Data excerpts:
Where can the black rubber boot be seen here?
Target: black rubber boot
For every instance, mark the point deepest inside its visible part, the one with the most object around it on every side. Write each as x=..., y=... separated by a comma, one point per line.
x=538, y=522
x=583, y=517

Try it:
Word for word, transcribe all of the records.

Result:
Where can the black rubber boot be seen here?
Target: black rubber boot
For every instance, mark the point deepest inside its visible part, the one with the most object around it on every side. Write each as x=..., y=... separated by a comma, one point per line.
x=538, y=522
x=583, y=517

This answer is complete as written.